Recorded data

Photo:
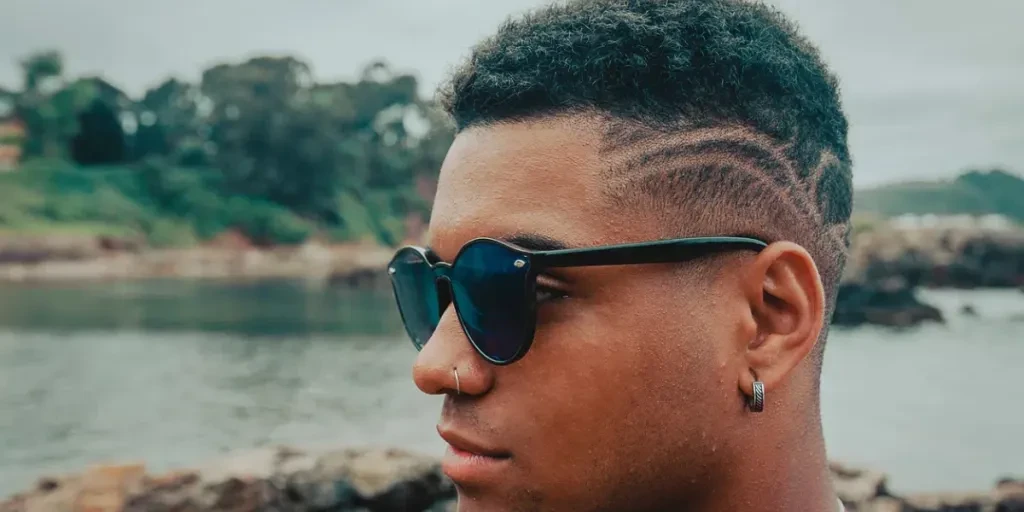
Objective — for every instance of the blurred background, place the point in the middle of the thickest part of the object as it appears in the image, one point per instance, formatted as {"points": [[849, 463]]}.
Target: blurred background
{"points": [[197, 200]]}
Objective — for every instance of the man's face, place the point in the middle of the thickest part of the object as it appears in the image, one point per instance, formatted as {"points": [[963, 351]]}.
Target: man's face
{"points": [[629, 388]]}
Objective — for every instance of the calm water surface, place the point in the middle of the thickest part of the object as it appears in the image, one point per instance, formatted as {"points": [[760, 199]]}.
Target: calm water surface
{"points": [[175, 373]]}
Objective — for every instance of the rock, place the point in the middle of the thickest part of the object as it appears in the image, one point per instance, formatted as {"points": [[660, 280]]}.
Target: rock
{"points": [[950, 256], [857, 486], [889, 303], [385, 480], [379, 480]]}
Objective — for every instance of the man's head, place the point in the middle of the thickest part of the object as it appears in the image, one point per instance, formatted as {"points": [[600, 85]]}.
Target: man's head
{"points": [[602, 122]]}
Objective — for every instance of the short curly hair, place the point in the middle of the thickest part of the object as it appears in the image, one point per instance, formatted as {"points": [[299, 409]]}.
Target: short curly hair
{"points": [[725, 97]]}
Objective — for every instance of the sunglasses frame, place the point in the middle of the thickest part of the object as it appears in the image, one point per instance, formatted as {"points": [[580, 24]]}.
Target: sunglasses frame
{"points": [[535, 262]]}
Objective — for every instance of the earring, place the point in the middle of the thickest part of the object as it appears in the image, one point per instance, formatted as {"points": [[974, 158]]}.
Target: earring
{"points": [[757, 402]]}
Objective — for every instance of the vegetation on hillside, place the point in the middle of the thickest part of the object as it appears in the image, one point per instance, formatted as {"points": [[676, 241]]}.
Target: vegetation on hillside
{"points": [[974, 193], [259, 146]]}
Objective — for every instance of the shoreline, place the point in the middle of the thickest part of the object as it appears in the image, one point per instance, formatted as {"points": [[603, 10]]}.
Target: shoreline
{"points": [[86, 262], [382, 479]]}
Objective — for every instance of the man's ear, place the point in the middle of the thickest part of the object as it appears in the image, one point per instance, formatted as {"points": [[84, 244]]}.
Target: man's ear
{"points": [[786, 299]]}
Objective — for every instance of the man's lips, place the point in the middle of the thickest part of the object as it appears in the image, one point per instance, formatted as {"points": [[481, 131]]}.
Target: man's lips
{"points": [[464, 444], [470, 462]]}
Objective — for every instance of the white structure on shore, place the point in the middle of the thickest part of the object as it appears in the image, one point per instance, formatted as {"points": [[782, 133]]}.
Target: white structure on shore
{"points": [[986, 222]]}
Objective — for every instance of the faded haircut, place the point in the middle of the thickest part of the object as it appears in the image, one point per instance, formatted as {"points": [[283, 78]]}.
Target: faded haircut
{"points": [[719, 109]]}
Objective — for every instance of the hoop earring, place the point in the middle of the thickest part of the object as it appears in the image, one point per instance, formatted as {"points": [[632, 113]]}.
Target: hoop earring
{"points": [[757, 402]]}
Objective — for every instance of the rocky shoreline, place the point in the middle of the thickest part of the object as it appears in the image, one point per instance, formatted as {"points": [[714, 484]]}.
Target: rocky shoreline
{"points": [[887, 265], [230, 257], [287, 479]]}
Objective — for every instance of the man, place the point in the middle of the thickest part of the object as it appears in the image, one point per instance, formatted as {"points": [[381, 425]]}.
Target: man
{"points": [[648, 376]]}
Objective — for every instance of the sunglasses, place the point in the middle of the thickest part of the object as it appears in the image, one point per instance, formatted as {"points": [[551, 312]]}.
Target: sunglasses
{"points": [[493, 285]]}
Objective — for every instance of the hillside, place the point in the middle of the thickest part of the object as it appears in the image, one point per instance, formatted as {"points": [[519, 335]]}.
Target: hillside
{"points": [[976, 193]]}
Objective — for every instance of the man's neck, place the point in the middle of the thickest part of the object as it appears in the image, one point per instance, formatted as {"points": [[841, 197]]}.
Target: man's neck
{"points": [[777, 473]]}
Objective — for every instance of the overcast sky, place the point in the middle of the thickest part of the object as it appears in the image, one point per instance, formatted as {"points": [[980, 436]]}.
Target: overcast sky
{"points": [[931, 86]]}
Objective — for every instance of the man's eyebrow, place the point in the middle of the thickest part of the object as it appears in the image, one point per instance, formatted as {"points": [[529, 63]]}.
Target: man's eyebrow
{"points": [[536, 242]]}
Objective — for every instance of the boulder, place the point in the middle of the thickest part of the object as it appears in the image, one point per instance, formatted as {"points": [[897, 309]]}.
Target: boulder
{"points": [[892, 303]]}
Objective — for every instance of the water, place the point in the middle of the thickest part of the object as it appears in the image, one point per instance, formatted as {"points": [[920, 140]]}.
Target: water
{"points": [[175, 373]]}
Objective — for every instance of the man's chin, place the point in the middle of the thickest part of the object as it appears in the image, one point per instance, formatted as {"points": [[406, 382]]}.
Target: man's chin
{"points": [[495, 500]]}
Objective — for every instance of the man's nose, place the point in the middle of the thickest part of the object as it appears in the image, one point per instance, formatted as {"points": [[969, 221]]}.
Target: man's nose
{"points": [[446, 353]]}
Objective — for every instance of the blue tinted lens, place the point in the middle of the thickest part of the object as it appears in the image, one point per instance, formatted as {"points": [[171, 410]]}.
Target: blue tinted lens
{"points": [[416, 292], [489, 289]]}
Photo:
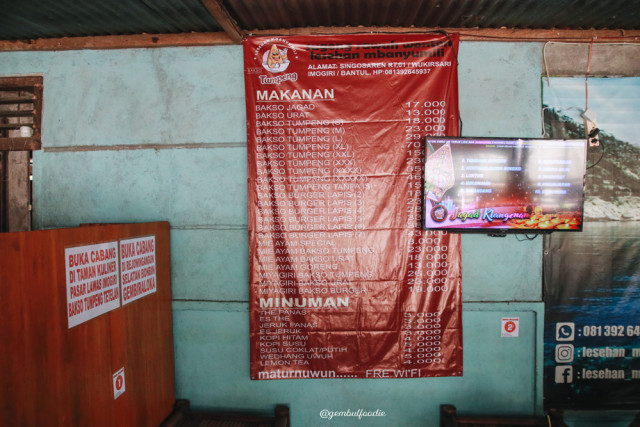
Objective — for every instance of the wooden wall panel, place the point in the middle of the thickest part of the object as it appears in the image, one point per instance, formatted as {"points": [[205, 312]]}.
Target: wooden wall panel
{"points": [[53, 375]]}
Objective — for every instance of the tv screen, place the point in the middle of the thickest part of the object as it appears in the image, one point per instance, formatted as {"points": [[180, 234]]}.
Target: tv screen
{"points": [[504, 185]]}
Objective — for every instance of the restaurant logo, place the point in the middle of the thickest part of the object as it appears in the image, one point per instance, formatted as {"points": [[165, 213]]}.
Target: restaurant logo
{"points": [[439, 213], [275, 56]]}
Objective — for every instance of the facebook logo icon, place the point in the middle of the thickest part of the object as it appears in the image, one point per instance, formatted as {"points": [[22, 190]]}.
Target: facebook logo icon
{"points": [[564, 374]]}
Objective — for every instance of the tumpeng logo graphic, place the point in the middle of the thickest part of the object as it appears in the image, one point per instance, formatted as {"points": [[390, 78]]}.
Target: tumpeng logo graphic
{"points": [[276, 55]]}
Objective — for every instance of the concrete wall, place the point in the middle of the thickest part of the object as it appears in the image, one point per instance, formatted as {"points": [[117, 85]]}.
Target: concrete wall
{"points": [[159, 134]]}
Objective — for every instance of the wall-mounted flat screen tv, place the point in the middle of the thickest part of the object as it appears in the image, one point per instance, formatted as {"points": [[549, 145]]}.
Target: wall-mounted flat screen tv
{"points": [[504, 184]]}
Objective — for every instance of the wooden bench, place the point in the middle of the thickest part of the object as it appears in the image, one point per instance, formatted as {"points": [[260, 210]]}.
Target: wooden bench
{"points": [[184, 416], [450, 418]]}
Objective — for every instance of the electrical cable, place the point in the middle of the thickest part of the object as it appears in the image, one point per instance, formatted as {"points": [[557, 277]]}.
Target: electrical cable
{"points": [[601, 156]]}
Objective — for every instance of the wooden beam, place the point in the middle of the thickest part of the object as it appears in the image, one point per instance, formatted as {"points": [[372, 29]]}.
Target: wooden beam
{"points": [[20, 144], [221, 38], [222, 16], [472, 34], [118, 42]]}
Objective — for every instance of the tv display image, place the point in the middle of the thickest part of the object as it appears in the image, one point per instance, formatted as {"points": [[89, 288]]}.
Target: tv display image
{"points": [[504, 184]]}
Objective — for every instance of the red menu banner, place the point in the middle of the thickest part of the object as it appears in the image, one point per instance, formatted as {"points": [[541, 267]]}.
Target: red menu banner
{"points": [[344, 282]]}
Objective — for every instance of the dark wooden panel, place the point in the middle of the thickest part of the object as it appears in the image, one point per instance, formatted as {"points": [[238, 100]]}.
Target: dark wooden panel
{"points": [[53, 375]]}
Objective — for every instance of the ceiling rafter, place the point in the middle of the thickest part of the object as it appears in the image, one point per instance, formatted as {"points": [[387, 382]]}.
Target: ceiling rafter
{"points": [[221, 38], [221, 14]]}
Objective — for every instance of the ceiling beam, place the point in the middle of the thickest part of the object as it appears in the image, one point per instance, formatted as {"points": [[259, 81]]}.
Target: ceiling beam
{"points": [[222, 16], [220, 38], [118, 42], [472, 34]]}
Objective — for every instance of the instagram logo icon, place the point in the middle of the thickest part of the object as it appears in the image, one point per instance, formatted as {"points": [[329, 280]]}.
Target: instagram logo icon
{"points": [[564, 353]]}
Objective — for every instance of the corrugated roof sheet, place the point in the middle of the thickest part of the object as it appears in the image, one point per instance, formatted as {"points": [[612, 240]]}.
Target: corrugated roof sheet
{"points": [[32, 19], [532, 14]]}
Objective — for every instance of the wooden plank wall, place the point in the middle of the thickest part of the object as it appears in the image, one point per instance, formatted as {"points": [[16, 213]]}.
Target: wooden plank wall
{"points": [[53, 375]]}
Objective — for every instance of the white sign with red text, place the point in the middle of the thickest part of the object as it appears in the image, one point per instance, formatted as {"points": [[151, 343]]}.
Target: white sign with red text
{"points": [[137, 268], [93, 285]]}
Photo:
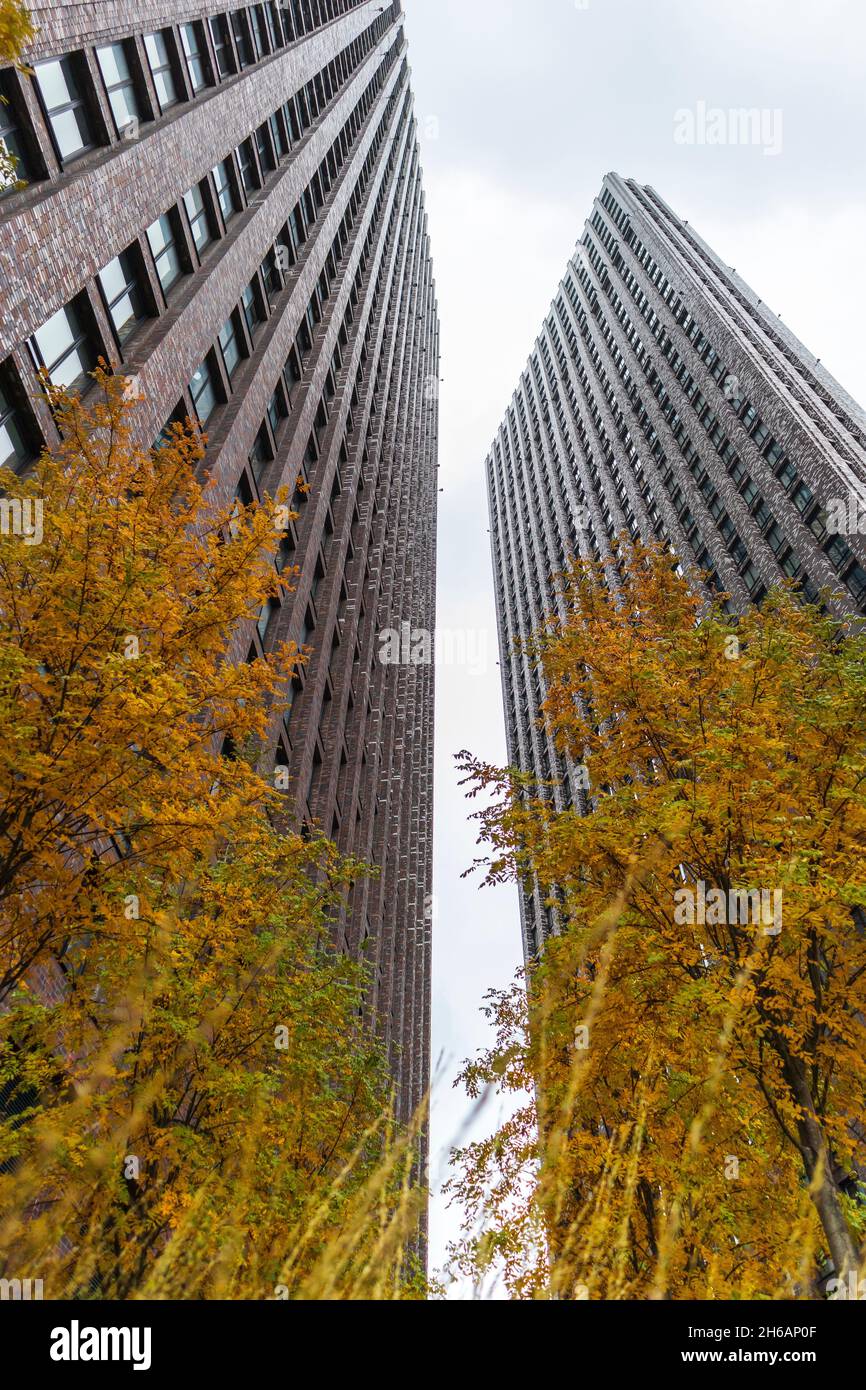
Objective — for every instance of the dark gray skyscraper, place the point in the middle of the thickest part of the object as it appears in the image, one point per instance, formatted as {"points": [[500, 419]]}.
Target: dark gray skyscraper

> [WHAT YOU HAVE TO DO]:
Swap "thickest" for "widest" in the part of the entries that opens with the line containing "Objective — for every instance of the ceiling rafter, place" and runs through the end of the entries. Rewrite only those lines with nothing else changed, and leave the pictures out.

> [FINISHED TASK]:
Objective — for every instance of the ceiling rafter, place the point in the middle of the widest part of the object as it appears in the image, one point per instance, formatted as {"points": [[387, 382]]}.
Target: ceiling rafter
{"points": [[221, 38], [221, 14]]}
Objective — for every instance of the ceiling beam, place the point in the middle of the widest part of the object as it appears in the image, one point per instance, formatted as {"points": [[259, 81]]}.
Target: ceiling beam
{"points": [[222, 16], [220, 38], [118, 42], [472, 34]]}
Objective — for every instance of the instagram logo icon, place the point in the middle of the widest part of the object as it appears in the image, one point per instance, formatted as {"points": [[329, 280]]}.
Target: instagram logo icon
{"points": [[564, 353]]}
Objective — for every instance of the corrugated roof sheet, place the point in the middle of the widest part of the object as it appears in the image, one point per instance, formatted as {"points": [[612, 240]]}.
Target: corrugated roof sheet
{"points": [[32, 19], [532, 14]]}
Objective — for every instance of the wooden plank wall, place the point in the middle of the widest part of the object as it appears in the image, one point per instance, formatted as {"points": [[16, 213]]}.
Target: wooden plank wall
{"points": [[53, 375]]}
Objective — for every instance of the white sign with red text, place the point in the middle of the widest part of the object as it appears in the image, one point per instance, formatted as {"points": [[151, 343]]}.
Target: white sign with red text
{"points": [[137, 268], [93, 285]]}
Photo:
Objective — for every instance of the dark gray skyscraper, place the point in the middle of the widest part of the object as it appears in the image, one point per instance, formatted as {"points": [[500, 419]]}.
Target: dark gray skyscraper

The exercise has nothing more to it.